### GOAL
Copy down the lines below word for word, starting with the line that contains "of the woman" and going on through the line that contains "(1206, 776)", both included.
--- Start of RECORDS SUPPLIED ---
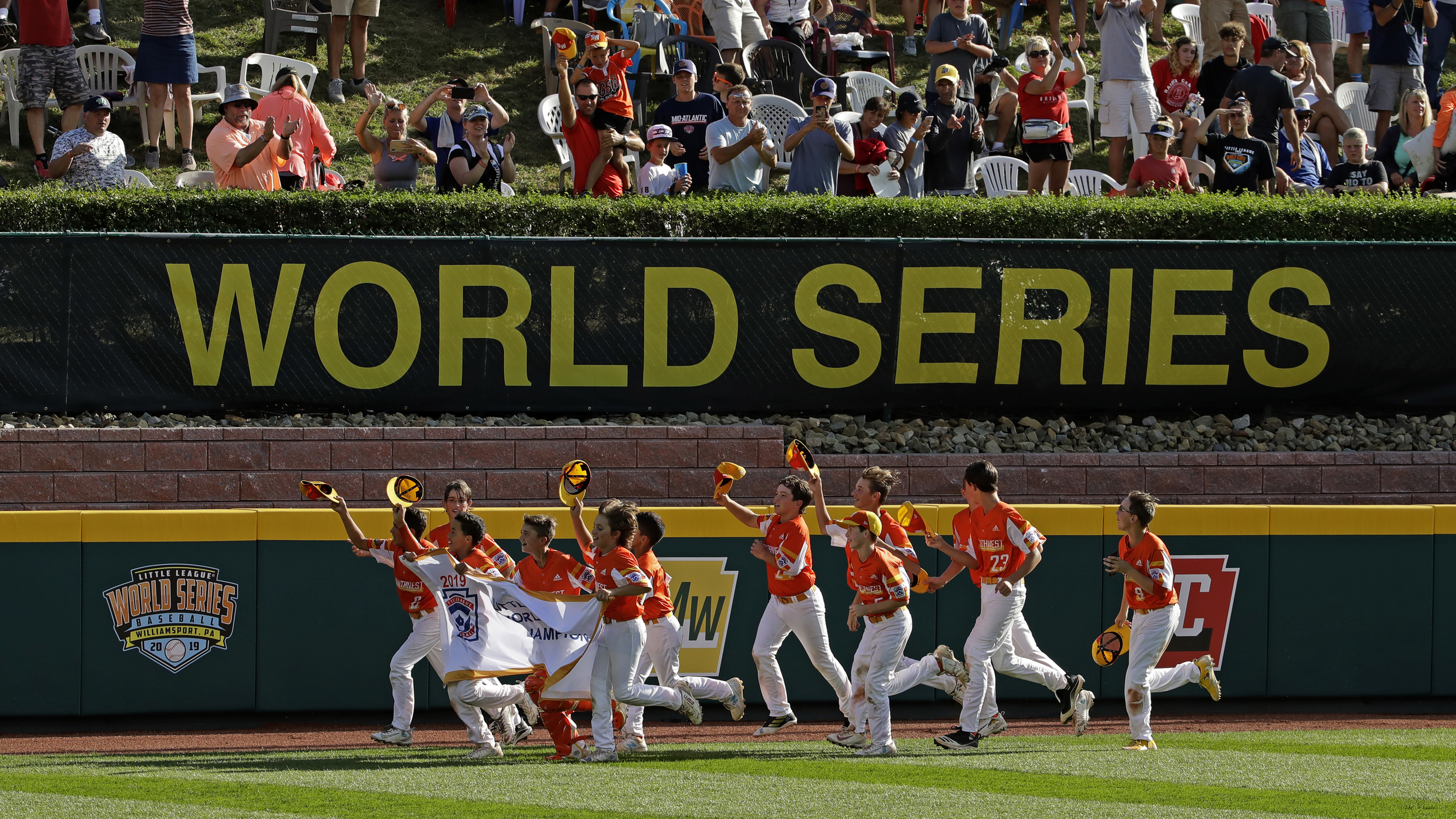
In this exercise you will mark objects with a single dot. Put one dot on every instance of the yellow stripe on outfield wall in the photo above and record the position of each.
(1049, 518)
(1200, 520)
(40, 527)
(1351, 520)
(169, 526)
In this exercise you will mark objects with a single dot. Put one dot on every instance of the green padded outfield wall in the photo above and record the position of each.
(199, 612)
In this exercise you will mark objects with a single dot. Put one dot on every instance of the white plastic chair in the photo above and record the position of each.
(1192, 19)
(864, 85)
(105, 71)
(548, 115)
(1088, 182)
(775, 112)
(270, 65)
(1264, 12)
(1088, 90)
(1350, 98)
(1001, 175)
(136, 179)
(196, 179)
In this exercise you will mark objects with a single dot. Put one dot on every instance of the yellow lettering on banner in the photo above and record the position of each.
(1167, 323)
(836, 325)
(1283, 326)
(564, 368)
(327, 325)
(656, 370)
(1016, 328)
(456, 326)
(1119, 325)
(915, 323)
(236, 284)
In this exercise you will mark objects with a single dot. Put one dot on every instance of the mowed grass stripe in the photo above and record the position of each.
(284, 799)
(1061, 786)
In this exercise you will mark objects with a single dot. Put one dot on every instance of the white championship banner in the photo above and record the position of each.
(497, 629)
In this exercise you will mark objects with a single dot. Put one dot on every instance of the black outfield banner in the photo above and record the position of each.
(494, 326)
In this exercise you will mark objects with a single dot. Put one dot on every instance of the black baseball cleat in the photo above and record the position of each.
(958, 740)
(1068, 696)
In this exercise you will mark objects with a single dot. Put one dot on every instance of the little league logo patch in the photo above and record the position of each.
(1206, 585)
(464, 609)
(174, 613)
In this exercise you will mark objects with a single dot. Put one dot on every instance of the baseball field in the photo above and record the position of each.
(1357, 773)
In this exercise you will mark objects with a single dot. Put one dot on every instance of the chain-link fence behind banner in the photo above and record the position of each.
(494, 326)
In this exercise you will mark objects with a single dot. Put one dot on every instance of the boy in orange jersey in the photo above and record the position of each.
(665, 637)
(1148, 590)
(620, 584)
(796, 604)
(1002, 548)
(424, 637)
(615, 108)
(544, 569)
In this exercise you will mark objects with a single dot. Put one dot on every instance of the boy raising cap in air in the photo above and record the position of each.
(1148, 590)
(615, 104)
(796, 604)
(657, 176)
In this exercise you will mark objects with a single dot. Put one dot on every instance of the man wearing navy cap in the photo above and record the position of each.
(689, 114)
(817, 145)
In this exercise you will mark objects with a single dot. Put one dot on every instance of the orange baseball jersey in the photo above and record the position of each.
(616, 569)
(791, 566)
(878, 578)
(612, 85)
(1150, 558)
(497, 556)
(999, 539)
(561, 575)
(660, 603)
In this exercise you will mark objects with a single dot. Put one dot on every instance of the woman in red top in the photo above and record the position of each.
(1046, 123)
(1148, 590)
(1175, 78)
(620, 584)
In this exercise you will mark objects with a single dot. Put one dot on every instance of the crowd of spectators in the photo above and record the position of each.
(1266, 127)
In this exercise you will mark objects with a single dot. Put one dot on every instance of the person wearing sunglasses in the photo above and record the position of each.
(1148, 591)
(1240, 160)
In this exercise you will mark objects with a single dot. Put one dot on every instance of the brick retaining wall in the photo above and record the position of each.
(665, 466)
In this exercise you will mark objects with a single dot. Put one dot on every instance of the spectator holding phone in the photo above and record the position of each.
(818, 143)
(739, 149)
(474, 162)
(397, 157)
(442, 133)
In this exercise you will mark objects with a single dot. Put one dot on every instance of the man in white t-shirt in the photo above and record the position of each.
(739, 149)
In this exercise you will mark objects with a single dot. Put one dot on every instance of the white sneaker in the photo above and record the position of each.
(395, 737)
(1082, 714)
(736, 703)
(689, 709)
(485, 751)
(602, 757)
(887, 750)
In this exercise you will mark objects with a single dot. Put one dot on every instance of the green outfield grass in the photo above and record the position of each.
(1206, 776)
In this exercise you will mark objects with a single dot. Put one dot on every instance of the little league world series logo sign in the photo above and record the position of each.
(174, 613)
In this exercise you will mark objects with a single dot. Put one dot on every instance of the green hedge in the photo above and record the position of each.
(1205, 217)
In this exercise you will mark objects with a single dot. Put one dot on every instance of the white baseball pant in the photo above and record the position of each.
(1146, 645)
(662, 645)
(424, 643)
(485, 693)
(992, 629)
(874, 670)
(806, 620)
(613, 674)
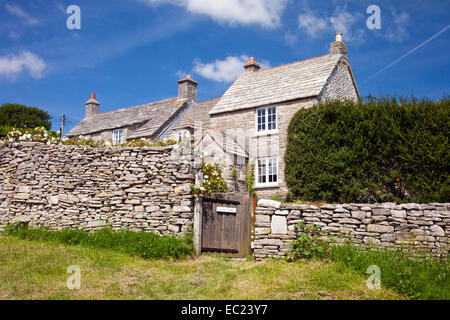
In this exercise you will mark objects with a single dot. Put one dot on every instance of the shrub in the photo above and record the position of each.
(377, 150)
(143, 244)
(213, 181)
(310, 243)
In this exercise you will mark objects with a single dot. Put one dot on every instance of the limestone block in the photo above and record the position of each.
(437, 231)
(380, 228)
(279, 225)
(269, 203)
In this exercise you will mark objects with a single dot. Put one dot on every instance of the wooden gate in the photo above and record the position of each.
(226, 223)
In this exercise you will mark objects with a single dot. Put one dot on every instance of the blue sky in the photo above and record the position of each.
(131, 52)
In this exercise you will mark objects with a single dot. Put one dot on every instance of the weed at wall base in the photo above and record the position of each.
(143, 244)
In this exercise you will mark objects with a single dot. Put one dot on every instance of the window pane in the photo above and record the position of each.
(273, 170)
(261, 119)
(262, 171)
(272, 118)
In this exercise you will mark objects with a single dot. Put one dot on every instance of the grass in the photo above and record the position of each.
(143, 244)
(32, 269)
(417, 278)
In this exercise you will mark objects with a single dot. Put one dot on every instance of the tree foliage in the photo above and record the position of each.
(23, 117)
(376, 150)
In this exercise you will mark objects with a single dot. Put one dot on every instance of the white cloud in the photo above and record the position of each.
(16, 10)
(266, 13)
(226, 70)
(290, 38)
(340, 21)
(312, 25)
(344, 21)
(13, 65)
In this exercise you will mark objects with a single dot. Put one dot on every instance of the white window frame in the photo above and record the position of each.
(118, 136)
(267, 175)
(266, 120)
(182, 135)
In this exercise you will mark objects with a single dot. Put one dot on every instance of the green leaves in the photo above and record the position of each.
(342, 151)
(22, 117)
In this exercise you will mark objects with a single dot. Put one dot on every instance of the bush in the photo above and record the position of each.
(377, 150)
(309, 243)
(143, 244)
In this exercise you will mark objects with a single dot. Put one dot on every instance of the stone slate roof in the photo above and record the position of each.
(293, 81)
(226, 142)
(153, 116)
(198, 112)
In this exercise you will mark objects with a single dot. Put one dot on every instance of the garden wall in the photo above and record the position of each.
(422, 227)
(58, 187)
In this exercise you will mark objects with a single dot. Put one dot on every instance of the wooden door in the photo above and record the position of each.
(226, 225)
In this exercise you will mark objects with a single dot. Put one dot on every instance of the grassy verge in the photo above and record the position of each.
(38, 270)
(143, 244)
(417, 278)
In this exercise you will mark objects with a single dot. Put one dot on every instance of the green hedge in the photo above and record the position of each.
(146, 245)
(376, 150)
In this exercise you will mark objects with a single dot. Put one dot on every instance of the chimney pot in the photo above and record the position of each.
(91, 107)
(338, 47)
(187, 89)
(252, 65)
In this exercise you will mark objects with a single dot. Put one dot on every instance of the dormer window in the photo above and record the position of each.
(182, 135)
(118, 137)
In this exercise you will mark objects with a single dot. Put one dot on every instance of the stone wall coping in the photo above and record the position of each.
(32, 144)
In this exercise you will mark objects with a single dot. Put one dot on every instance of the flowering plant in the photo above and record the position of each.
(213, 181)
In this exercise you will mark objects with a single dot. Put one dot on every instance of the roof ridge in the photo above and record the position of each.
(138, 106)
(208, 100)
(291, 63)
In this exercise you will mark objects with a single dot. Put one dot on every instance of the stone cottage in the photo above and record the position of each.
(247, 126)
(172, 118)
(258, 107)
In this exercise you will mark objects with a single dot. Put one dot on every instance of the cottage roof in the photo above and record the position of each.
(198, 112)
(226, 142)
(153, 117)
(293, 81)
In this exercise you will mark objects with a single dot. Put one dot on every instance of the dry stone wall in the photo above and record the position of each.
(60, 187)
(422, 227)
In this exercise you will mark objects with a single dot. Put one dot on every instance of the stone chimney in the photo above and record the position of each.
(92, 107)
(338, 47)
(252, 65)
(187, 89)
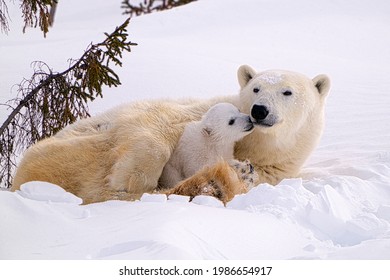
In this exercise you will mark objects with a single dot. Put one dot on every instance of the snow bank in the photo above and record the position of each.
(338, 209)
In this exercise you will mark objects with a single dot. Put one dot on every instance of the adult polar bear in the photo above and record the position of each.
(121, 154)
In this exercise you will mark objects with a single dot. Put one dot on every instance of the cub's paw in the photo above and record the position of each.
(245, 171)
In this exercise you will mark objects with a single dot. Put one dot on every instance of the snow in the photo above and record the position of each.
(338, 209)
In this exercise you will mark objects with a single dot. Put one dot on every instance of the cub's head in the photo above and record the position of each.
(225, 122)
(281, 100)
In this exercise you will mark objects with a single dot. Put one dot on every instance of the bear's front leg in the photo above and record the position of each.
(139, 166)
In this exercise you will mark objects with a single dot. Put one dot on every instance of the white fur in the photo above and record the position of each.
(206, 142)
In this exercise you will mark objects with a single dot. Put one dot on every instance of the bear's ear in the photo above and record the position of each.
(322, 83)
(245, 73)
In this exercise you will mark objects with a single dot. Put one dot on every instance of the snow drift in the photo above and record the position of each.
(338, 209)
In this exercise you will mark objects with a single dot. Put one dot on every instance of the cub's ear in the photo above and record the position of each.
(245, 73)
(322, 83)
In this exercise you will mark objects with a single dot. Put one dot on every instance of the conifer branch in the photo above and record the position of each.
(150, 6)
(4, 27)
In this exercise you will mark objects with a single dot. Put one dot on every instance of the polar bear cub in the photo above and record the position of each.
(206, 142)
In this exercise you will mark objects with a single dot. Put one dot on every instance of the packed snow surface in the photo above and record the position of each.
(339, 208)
--- End of RECORDS SUPPLIED ---
### EXERCISE ANSWER
In this exercise you will mark objects with a single dot. Put one dot on every instance of the woman in red top in the photo above and record the position of each.
(1046, 123)
(1148, 590)
(1175, 78)
(620, 584)
In this exercise you will mark objects with a single dot. Put one dot on every instance of the crowd of spectators in the photo above and record the position of each.
(1266, 127)
In this exercise you will mark objects with a single dot. Put one dot on every instance of the person wearing sunglasses in the photo above and record the position of each.
(1148, 591)
(1240, 160)
In this exercise you will mark objects with a single dot. Put one dot on every instance of the brick retaining wall in the photo above and record the position of each.
(665, 466)
In this exercise you will mark objects with a single dot. Put one dot on every instance of the spectator holding phone in the photo above and record the position of each.
(818, 143)
(739, 149)
(474, 162)
(397, 157)
(442, 133)
In this exercise you will mark objects with a single dot. Put one dot on every instance of the man in white t-shirt in the photo above and record the position of each.
(739, 149)
In this exercise you will mark objects with a single dot. Put one dot on every instance of the white sneaker in the photo above and record the position of each.
(395, 737)
(1082, 714)
(736, 703)
(689, 709)
(485, 751)
(602, 757)
(887, 750)
In this exercise you will mark objects with a single dot. Put one dot on every instance of the green outfield grass in the photo above and record the position of each.
(1206, 776)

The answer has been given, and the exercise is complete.